----- RECORDS FOR THIS EXERCISE
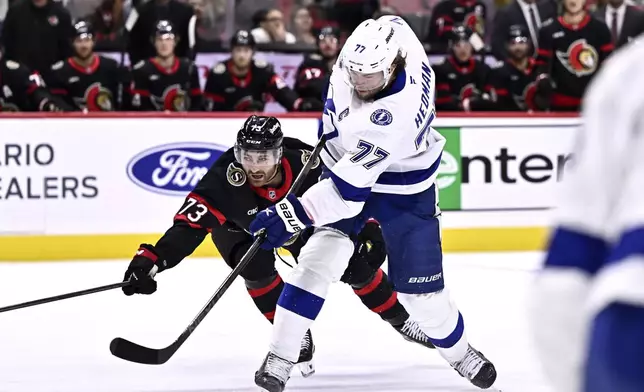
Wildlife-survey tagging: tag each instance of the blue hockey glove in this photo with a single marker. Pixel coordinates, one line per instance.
(281, 222)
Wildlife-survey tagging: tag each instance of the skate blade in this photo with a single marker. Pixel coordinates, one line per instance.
(307, 368)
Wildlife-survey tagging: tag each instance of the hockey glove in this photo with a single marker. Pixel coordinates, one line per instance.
(281, 222)
(141, 272)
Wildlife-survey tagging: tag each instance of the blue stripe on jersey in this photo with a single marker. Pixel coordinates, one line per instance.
(569, 248)
(454, 337)
(409, 178)
(300, 301)
(614, 360)
(348, 191)
(631, 243)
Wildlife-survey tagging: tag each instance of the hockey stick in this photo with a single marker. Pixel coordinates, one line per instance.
(64, 296)
(133, 352)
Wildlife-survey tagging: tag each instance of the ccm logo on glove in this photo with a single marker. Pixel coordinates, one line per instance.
(286, 211)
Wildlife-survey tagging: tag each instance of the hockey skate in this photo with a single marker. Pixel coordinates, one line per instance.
(411, 331)
(274, 373)
(476, 368)
(305, 361)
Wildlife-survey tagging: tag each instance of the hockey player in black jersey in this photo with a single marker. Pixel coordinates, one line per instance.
(460, 77)
(165, 82)
(313, 74)
(242, 82)
(246, 179)
(511, 84)
(22, 90)
(571, 50)
(87, 81)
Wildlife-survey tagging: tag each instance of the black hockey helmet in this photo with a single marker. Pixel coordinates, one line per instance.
(83, 29)
(259, 141)
(242, 38)
(164, 29)
(518, 33)
(461, 33)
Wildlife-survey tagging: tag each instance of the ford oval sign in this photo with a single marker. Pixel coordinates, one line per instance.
(173, 169)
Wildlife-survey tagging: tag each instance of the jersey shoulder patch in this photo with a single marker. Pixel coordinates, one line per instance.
(382, 117)
(259, 63)
(236, 176)
(219, 68)
(57, 66)
(306, 155)
(12, 65)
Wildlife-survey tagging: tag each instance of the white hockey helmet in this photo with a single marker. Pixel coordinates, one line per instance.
(367, 57)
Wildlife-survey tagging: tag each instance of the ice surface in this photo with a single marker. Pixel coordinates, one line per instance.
(64, 346)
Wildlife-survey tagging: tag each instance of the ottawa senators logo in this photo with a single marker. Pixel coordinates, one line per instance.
(468, 91)
(97, 99)
(580, 59)
(174, 99)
----------
=== PROBLEM TO SOLVE ===
Can you retype the material above word for word, from the line containing "Wildlife-survey tagging: tag each instance of the ottawa" through the end?

=== ANSWER BELOW ===
Wildlife-survey tagging: tag each instance of the ottawa senators logo in this photo with a single marker. Pixel coordinates, one line per instance.
(468, 91)
(97, 99)
(580, 59)
(174, 99)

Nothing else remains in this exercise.